Exercise task A: Select every line of the records below that contains the word "small" and copy each one.

### Selected passage ###

India clarified its position while ratifying the UNCLOS in 1995. The US, on the other hand, never ratified the UNCLOS at all.

A source in New Delhi stated that the US Navy ships had made forays into the EEZ of India in the past and even regularly reported the FONOPs in the annual reports, albeit not in 2018 and 2020. What however surprised the Government of India on Friday was that the US Navy had made the unusual move to go public and issue a press release on the April 7 FONOP carried out by the USS John Paul Jones and thus chose to embarrass New Delhi, notwithstanding growing defence cooperation between the two nations.

“The USS John Paul Jones was continuously monitored transiting from the Persian Gulf towards the Malacca Straits,” the MEA stated in its press release issued in New Delhi. “We have conveyed our concerns regarding this passage through our EEZ to the Government of the USA through diplomatic channels.”

### Data ###

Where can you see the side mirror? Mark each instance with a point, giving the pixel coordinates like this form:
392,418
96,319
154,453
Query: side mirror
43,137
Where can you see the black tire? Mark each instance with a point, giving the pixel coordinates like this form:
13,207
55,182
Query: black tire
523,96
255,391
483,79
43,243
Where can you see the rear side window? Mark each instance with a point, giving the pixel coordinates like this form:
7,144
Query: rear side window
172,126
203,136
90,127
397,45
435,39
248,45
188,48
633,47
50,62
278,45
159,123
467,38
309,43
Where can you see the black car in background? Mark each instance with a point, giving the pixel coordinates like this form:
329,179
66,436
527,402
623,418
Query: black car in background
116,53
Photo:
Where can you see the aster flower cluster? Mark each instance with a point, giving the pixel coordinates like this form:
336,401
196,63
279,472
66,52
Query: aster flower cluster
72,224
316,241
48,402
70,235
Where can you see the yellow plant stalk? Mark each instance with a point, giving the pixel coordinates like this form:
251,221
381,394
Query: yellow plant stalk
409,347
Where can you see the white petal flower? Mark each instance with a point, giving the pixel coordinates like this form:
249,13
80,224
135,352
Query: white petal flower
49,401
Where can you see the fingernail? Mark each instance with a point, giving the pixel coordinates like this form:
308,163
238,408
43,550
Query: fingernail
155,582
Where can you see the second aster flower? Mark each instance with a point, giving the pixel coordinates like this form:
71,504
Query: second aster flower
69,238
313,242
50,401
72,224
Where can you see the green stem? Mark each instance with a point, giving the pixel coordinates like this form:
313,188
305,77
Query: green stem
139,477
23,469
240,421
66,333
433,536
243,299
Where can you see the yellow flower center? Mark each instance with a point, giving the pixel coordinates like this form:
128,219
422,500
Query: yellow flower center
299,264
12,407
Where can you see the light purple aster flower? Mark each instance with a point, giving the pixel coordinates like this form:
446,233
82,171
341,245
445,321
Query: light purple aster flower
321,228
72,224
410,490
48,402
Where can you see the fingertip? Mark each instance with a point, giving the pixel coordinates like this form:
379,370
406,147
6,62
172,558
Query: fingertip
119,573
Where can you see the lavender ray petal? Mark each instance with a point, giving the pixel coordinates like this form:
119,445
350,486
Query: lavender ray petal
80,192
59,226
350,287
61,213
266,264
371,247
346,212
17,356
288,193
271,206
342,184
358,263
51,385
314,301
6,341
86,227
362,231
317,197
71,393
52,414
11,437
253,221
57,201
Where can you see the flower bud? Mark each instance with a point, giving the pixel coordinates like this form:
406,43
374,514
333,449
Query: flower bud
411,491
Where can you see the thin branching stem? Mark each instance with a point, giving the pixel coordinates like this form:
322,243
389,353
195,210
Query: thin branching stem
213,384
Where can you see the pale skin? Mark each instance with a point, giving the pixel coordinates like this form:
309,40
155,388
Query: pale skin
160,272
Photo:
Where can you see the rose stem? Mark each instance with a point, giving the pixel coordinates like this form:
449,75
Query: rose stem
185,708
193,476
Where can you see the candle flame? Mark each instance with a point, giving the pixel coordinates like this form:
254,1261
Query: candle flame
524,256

###
### Data ###

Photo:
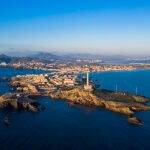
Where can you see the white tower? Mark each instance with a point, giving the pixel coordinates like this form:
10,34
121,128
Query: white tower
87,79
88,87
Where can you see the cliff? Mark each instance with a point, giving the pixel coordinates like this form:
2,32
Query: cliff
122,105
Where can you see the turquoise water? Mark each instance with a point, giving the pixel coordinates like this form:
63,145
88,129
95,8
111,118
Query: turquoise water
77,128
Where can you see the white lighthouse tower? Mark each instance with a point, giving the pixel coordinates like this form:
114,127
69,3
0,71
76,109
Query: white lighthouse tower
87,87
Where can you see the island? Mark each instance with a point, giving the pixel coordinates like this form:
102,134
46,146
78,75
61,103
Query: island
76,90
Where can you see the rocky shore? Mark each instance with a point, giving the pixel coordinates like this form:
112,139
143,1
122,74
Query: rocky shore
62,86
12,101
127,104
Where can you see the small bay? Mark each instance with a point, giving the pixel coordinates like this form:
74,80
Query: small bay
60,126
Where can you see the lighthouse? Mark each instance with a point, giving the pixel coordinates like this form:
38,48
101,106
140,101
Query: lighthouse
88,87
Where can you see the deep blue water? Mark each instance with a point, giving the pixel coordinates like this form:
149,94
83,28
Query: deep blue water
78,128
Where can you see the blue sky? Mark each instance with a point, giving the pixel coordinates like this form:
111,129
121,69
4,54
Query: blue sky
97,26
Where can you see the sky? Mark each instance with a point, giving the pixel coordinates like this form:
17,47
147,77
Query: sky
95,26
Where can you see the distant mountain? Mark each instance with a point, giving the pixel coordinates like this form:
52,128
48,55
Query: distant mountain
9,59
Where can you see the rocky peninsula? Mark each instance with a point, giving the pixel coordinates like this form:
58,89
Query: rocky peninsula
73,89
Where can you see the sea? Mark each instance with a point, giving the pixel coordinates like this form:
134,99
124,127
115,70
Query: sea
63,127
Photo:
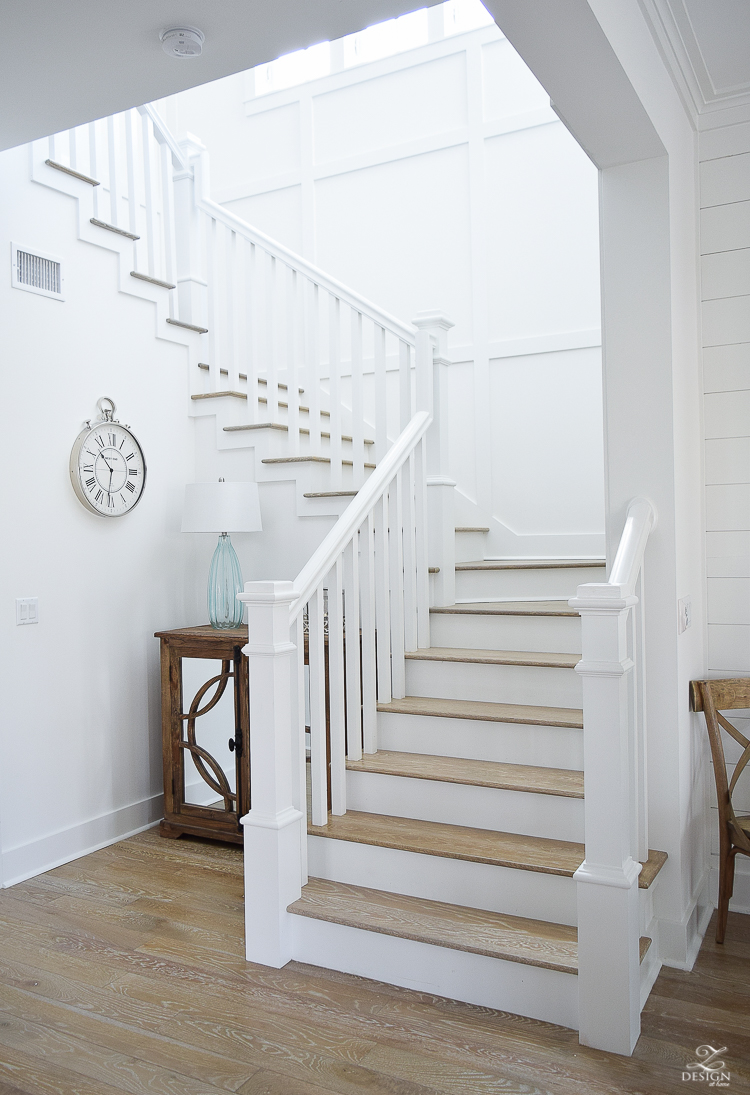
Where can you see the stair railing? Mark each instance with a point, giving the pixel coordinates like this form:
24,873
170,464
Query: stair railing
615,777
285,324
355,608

###

Exercise task B: Summarize the passage on the US Navy operation in India's EEZ in three sentences.

Written answer A:
Where can you see the small bay? Mark each instance with a point, giving the pixel coordinates like this form:
Query: small bay

Written answer B: India clarified its position when it ratified the UNCLOS in 1995, while the US never ratified it. US Navy ships had entered India's EEZ before and usually reported such FONOPs in annual reports, but the Government of India was surprised that the US Navy publicly issued a press release on the April 7 FONOP by the USS John Paul Jones. The MEA stated that the ship was continuously monitored as it moved from the Persian Gulf toward the Malacca Straits and that India had conveyed its concerns to the US through diplomatic channels.